Stored data:
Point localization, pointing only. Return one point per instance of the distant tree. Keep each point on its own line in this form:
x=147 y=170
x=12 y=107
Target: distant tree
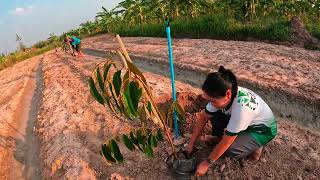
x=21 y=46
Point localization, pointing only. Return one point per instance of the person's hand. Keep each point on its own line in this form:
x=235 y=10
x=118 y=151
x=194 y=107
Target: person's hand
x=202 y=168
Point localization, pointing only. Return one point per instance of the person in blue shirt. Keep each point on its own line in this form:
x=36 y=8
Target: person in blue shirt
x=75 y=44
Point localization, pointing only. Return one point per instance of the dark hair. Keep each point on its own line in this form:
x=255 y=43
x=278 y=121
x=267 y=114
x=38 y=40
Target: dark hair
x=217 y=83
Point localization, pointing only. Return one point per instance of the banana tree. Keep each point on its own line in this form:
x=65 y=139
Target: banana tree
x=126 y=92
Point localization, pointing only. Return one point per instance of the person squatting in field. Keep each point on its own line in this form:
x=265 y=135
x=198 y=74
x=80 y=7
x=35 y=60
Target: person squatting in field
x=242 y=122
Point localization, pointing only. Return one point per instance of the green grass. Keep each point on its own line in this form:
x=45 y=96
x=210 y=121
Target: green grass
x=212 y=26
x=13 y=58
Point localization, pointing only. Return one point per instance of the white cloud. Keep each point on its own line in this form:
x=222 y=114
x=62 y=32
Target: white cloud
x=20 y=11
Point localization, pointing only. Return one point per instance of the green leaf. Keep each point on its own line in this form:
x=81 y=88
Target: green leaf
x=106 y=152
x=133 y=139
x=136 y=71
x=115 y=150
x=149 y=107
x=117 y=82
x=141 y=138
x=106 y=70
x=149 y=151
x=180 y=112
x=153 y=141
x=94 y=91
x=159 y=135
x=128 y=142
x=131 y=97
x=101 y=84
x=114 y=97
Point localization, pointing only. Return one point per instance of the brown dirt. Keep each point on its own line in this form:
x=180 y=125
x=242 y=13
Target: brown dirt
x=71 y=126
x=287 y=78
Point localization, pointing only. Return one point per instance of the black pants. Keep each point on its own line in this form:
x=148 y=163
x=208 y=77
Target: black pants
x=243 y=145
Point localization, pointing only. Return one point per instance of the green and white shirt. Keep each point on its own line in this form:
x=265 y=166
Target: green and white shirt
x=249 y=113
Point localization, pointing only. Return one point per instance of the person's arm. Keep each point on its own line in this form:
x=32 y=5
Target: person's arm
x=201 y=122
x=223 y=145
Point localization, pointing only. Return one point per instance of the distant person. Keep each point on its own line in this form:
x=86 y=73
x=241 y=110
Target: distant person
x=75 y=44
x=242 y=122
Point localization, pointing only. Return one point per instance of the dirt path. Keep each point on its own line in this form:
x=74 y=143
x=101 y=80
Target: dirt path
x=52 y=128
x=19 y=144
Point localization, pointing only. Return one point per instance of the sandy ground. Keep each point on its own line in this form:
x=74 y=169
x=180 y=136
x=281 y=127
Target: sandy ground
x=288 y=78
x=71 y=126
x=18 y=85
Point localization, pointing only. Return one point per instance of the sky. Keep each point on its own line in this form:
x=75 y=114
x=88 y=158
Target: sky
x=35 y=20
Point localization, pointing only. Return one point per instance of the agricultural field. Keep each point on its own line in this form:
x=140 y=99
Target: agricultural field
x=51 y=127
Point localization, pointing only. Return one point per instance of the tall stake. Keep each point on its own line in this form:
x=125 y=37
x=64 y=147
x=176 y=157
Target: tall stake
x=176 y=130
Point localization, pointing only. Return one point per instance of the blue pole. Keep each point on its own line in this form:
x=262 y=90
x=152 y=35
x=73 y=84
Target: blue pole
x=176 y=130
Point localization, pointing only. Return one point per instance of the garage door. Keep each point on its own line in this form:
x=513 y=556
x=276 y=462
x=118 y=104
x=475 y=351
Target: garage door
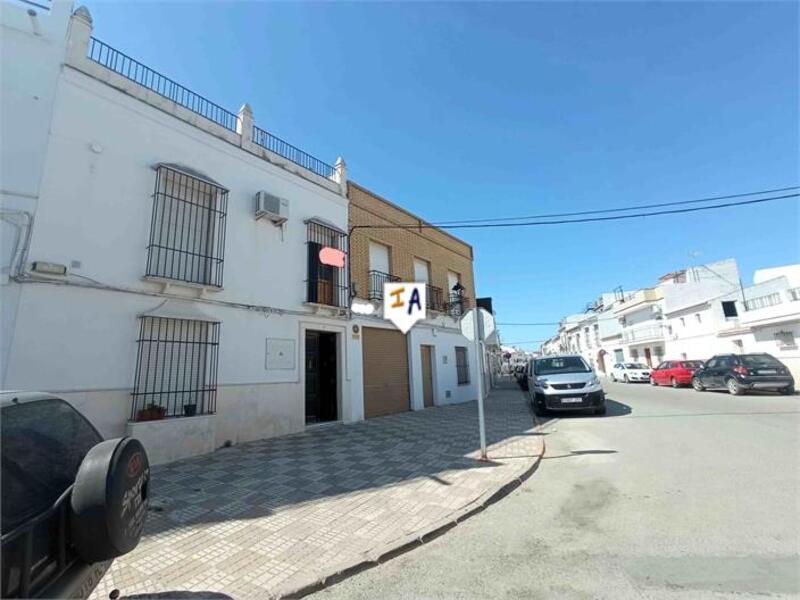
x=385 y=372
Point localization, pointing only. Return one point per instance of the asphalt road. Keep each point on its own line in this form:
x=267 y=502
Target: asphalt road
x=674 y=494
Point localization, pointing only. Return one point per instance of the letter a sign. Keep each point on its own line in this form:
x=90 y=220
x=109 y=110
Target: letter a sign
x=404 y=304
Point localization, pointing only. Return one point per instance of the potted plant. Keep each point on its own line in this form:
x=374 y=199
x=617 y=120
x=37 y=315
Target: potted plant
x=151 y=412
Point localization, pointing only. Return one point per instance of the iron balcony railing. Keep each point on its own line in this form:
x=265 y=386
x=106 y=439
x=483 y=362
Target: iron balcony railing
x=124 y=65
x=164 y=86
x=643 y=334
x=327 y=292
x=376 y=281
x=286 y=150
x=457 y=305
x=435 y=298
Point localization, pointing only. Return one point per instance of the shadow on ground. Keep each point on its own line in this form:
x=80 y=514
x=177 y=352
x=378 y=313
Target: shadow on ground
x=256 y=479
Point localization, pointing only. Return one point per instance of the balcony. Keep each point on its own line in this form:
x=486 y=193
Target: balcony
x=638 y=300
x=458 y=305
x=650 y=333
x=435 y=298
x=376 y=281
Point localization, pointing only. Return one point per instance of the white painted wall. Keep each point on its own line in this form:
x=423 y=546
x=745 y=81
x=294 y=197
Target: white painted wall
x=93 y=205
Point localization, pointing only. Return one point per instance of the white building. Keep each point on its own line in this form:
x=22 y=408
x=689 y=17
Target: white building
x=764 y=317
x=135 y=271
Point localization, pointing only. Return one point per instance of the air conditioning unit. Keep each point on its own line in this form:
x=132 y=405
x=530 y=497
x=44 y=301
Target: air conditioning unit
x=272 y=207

Goal:
Leaving all pictures aside, quote each record exactly.

Output of the task:
Point localization, pointing only. Return one point per instance of the distant tree. Keep each point on its own line in this form:
x=147 y=170
x=12 y=107
Target: distant tree
x=21 y=46
Point localization, pointing only. Return one point per instance of the person's hand. Keep each point on its own line in this form:
x=235 y=10
x=118 y=151
x=194 y=107
Target: person's hand
x=202 y=168
Point localization, pointing only. Return one point per instance of the person in blue shirt. Keep each point on its own line in this form:
x=36 y=8
Target: person in blue shirt
x=75 y=44
Point localization, pointing only. Return one point per instance of the dark hair. Keep each point on its own line in this form:
x=255 y=43
x=278 y=121
x=267 y=114
x=38 y=40
Target: dark hair
x=217 y=83
Point localization, pointing only. Return one point per instance of the banana tree. Keep each point on its own line in this form:
x=65 y=139
Target: banana tree
x=126 y=92
Point localization, pointing only. Return one point per instance of the person squatting in field. Keep each point on its own line in this form:
x=265 y=135
x=198 y=74
x=80 y=7
x=35 y=60
Target: person squatting in field
x=242 y=122
Point localization, pointing only. Return one point per instance of the green grass. Keep each point on its own line in this form:
x=45 y=96
x=210 y=121
Target: green grass
x=212 y=26
x=13 y=58
Point localization, pointing only. Return one point per instance of the white cloud. Keep each point on its own line in this form:
x=222 y=114
x=62 y=32
Target: white cloud
x=20 y=11
Point localization, pointing only. Return one point per instance of the green leaf. Keep each point on its own line in this form:
x=81 y=88
Target: green leaf
x=106 y=152
x=133 y=139
x=136 y=71
x=115 y=150
x=149 y=107
x=117 y=82
x=141 y=138
x=106 y=70
x=149 y=151
x=180 y=112
x=153 y=141
x=94 y=91
x=159 y=135
x=128 y=142
x=131 y=97
x=101 y=84
x=114 y=97
Point localization, pointing only. Return one point per instance of the brown dirt. Keep each point on its own line in this form:
x=180 y=125
x=242 y=13
Target: brown dirt
x=71 y=126
x=287 y=78
Point localization, pointing only. Return one point per instance of the black pants. Keep each point on its own line in this form:
x=148 y=163
x=208 y=77
Target: black pants
x=243 y=145
Point localization, pointing only. Return one point per instance of the green and white shirt. Keep each point on its own line in this form:
x=265 y=166
Target: green and white shirt
x=249 y=113
Point localization, pointing only. Return one point per instance of the person's arm. Keep each point on its own line in this form:
x=32 y=5
Target: person's arm
x=201 y=122
x=223 y=145
Point localization, pointing only. Return one point per instance of the distant person. Keep each point on its own line in this form:
x=86 y=73
x=241 y=110
Target: distant person
x=75 y=44
x=242 y=122
Point localization, pointing only. Return one point per instance of the dirt path. Keep each point on its own line in this form:
x=74 y=143
x=101 y=80
Target: dirt path
x=52 y=128
x=19 y=144
Point localization, pointing only. Return one point per instance of the sandy ground. Keep each point on its own line in this form:
x=74 y=169
x=180 y=136
x=281 y=127
Target: sandy ground
x=288 y=78
x=71 y=126
x=18 y=85
Point localization, pointing only. Return one point per instance of the sky. Keep each point on its own line in this form:
x=75 y=114
x=88 y=158
Target: sky
x=35 y=20
Point localization, pointing only. Return one point per instance of the agricultural field. Keep each point on its own line in this form:
x=140 y=99
Target: agricultural field
x=51 y=127
Point localization, pointing only. Return one point per instance of the tall stake. Keep each point on its own line in this form:
x=125 y=37
x=64 y=147
x=176 y=157
Target: tall stake
x=176 y=130
Point localization, pointing only. Return one point per instance of the blue pole. Keep each point on its own line in this form:
x=262 y=90
x=152 y=35
x=73 y=84
Target: blue pole
x=176 y=130
Point localization, pointing only. Return one point per instance of the garage door. Keep each point on its own line in this form:
x=513 y=556
x=276 y=462
x=118 y=104
x=475 y=351
Target: garage door
x=385 y=372
Point localization, pointing only. Return one point per instance of the asphalt road. Keep each point on its own line in this form:
x=267 y=502
Target: asphalt road
x=674 y=494
Point localization, pointing only. Return one point per instance of the letter a sign. Keep each point on its own line in this form:
x=90 y=220
x=109 y=110
Target: letter a sign
x=404 y=304
Point localization, pointing only. Return one point per instance of the potted plant. Keep each point on its own line in this form:
x=374 y=199
x=617 y=120
x=37 y=315
Target: potted plant
x=151 y=412
Point localization, pointing only. Return one point per instance of the iron balcony railing. Keep each point on its own line in this form:
x=265 y=386
x=106 y=439
x=483 y=362
Target: iron balcony railing
x=124 y=65
x=164 y=86
x=643 y=334
x=327 y=292
x=376 y=281
x=286 y=150
x=457 y=305
x=435 y=298
Point localization, pointing only. Return one point per instance of the shadow on ground. Keep each point on its own line in this form:
x=80 y=514
x=177 y=352
x=378 y=313
Target: shadow on ground
x=256 y=479
Point localization, pointing only. Return one point per instance of the balcony. Keep each point on its own line in this form:
x=486 y=193
Target: balcony
x=638 y=300
x=458 y=305
x=650 y=333
x=435 y=298
x=376 y=281
Point localization, pointing only. Return one point per instance of the white painted wall. Keep each point on its own line in this form:
x=423 y=546
x=745 y=81
x=294 y=197
Target: white painted wall
x=93 y=205
Point localization, pointing only. Return one point per instance of the white building. Keep each point on its own line in this form:
x=22 y=408
x=689 y=17
Target: white building
x=764 y=317
x=135 y=271
Point localization, pointing only. Return one point per instance of the air conditioning unit. Keep each point on its own line in this form:
x=132 y=405
x=530 y=497
x=44 y=301
Target: air conditioning unit
x=272 y=207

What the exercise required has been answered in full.